▸ EXERCISE BRIEF:
Print the following data again line for line, leaving every character unchanged.

[Stored data entries]
------------------------------------------------

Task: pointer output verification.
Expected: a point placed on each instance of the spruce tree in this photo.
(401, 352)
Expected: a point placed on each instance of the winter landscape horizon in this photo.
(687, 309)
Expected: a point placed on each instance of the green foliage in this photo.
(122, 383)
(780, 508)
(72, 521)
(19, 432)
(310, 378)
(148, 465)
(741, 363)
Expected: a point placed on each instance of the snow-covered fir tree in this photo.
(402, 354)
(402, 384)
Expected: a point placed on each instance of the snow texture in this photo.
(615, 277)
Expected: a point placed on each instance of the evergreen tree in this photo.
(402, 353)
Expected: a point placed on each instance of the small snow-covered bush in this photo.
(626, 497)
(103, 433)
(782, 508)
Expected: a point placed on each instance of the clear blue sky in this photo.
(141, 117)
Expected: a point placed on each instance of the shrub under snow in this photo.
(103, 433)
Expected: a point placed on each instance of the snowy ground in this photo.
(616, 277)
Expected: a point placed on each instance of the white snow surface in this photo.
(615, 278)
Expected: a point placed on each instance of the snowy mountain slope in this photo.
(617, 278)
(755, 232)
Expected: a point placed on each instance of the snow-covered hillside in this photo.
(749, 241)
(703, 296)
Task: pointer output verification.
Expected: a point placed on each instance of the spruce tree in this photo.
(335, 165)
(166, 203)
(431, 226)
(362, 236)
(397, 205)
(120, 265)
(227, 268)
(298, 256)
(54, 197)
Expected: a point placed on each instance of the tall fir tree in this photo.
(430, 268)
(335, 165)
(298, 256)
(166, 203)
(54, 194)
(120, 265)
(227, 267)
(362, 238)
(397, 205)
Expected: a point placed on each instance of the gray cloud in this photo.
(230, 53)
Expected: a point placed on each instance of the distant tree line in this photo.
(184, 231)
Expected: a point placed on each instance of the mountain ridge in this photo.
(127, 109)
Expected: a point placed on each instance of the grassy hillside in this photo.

------------------------------------------------

▸ EXPECTED ANSWER:
Task: pointer output verification.
Expected: a point placed on each instance of the spruce tree in this photo.
(401, 352)
Expected: a point placed on each instance of the winter landscape horizon in this photo.
(687, 309)
Expected: a point placed on each instance of the green foliage in this photo.
(122, 383)
(780, 508)
(72, 521)
(19, 432)
(310, 378)
(148, 465)
(741, 363)
Expected: a point placed on each instance of the snow-covered fir tree in this photo.
(402, 354)
(402, 384)
Expected: a point placed on each instance of the snow texture in this photo.
(615, 277)
Expected: a point placed on each instance of the evergreen tree in this photo.
(402, 353)
Expected: a point placed on each instance of the small snow-covered bush in this photo.
(626, 497)
(103, 433)
(782, 508)
Expected: a point placed on each instance of the clear blue sky in this photo.
(141, 117)
Expected: a point placed on each instance of the shrub under snow in this photo.
(103, 433)
Expected: a point placed on each instance of the snowy ground in this photo.
(616, 277)
Expected: a point placed on each instance of the white snow surface in this photo.
(615, 278)
Expected: a point placed on each instance of the snowy mountain slope in this photo.
(617, 278)
(755, 232)
Expected: a point placed on each instance of the snow-covered hillside in this photo.
(749, 241)
(703, 296)
Task: pointer output verification.
Expected: a point placed on each instance of the spruce tree in this photo.
(335, 165)
(166, 203)
(431, 226)
(362, 236)
(397, 205)
(120, 265)
(227, 268)
(298, 256)
(54, 197)
Expected: a point placed on each instance of the tall fir tree in this photo.
(430, 268)
(335, 165)
(298, 256)
(166, 203)
(54, 194)
(120, 265)
(227, 267)
(362, 238)
(397, 205)
Expected: a point placed on each instance of the gray cloud in this photo.
(230, 53)
Expected: a point placed on each instance of the distant tree line in this photo.
(184, 231)
Expected: a point placed on each instance of the mountain ridge in this photo.
(127, 109)
Expected: a point placed on each instance of the grassy hillside in this photo.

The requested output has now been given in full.